◆ **What this task involves**
Give back the full set of entries that follows, exactly as written.

======== Provided material ========

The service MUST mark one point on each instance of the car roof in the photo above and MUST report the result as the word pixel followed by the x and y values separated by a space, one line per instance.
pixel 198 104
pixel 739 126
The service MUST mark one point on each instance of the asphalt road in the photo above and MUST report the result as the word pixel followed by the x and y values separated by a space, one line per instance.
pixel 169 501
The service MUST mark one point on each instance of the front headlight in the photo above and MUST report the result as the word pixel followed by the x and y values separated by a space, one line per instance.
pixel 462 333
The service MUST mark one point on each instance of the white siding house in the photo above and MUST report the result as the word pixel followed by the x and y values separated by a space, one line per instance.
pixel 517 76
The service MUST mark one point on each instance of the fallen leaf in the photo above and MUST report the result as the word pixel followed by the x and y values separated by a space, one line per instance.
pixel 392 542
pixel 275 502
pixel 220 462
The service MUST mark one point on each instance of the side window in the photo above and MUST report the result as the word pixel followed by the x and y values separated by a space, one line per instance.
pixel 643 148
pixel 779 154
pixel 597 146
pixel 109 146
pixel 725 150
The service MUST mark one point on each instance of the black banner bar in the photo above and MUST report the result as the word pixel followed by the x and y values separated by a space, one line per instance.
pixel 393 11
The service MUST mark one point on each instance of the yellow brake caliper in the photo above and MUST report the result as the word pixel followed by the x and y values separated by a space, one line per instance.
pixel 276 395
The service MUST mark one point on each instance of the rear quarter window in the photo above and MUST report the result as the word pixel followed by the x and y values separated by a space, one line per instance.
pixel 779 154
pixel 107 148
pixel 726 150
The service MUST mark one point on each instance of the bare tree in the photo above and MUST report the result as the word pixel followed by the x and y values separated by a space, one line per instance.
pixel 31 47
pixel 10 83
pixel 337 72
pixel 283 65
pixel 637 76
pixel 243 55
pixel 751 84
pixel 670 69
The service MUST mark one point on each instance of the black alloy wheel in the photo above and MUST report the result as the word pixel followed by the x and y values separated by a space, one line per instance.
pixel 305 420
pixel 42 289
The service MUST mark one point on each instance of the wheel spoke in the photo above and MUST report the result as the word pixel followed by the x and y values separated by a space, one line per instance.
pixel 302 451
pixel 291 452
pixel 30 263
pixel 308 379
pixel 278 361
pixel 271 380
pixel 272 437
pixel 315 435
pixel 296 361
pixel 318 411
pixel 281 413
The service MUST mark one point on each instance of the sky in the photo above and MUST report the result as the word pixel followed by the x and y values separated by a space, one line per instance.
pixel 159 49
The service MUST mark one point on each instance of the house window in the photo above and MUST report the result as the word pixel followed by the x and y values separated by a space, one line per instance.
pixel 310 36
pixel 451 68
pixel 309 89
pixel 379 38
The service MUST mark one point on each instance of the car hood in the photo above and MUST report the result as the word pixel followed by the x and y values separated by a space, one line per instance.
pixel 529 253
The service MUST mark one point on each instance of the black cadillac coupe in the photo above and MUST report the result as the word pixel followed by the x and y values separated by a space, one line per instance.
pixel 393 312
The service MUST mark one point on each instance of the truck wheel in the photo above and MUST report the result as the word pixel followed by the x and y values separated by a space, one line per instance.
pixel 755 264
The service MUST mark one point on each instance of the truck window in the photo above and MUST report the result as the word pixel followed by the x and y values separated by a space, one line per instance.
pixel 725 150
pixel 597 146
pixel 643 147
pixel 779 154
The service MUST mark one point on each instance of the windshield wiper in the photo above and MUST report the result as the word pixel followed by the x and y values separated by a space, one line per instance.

========

◆ **Your solution**
The service MUST mark one point on each instance of the car roof in the photo above and MUST report the result as the word pixel followed by the x and y values separated by a space, one line per instance.
pixel 198 104
pixel 739 126
The service MUST mark one point on each instance of the asphalt road in the photo above and MUST report the result as the word pixel followed by the x and y values separated by a space, one line per instance.
pixel 169 501
The service MUST mark one point on each instance of the front headlight in the photo above and MUST report the result as the word pixel followed by the x and y values separated by a space, one line per instance.
pixel 462 333
The service MUST mark one point on each instance of the white siding house in the photo above and MUST report the result as the word pixel followed by the x and y values separated by a space, one line per instance.
pixel 517 76
The service MUST mark one point on each instance of the fallen leaf in the photo above and MUST report the result as the word pixel followed by the x and y values separated by a space, one line per instance.
pixel 392 542
pixel 275 502
pixel 220 462
The service MUST mark one point on each instance of the side window in the photo above and MUST report the result as the word pixel followed by the x and y values separated by a space, one line per instance.
pixel 643 148
pixel 779 154
pixel 597 146
pixel 109 146
pixel 725 150
The service MUST mark one point on each instance of the black banner bar in the photo above and MUST report the result as the word pixel followed by the x and y values separated by a space, one line per instance.
pixel 393 11
The service MUST mark one point on each instance of the yellow brake caliper in the photo above and MUST report the result as the word pixel followed by the x and y values separated by a space, one line per instance.
pixel 276 395
The service MUST mark one point on each instance of the rear quarter window in the photo above and MUST report the result as the word pixel followed by the x and y values separated by a space, one line per instance.
pixel 779 154
pixel 107 148
pixel 726 150
The service MUST mark one point on each instance of the bare tree in the photo above and MUST report the result as the word pixel followed by the x and y values separated by a space, one line per instance.
pixel 31 47
pixel 10 83
pixel 337 72
pixel 283 65
pixel 637 76
pixel 243 55
pixel 751 84
pixel 670 69
The service MUST mark one point on each instance of the black alloy wheel in the photo above and MUST report the result as the word pixel followed by the x and y values separated by a space, one line per instance.
pixel 305 420
pixel 42 289
The service MUST mark one point on each instance of the wheel spoke in the photo above and MUST report the result as the word pixel followed by the x and y values separated by a space, one line per instance.
pixel 302 451
pixel 291 452
pixel 30 263
pixel 308 379
pixel 278 361
pixel 271 380
pixel 272 437
pixel 315 435
pixel 296 361
pixel 318 411
pixel 281 413
The service MUST mark one point on each instance of the sky in the photo above and MUST report the result as the word pixel followed by the x and y values separated by a space, one line per instance.
pixel 159 49
The service MUST mark one point on each instance of the house window in the photo above and MUST report the result as the word pixel followed by the x and y values separated by a space, one line per instance.
pixel 310 36
pixel 451 68
pixel 309 89
pixel 379 38
The service MUST mark one point on each instance of the car hood in the photo above and MUST report the result as the word pixel followed by the x and y values separated by a space, one line per instance.
pixel 529 253
The service MUST mark one point on each instance of the black cadillac coupe in the photo above and MUST report the result as the word pixel followed by the x and y values separated by a space, one line per instance.
pixel 393 312
The service MUST mark one point on each instance of the truck wheel in the photo above and MUST report the result as the word pixel followed by the x and y values separated by a space, one line per instance.
pixel 755 264
The service MUST mark one point on each instance of the truck window in the photo above and MUST report the result as the word pixel followed by the x and y values separated by a space, one line per instance.
pixel 725 150
pixel 597 146
pixel 643 147
pixel 779 154
The service MUST mark one point on each instance of the windshield wiper in the photo above and MUST report the result as the word pixel followed by the x and y values separated by a space, one line per instance.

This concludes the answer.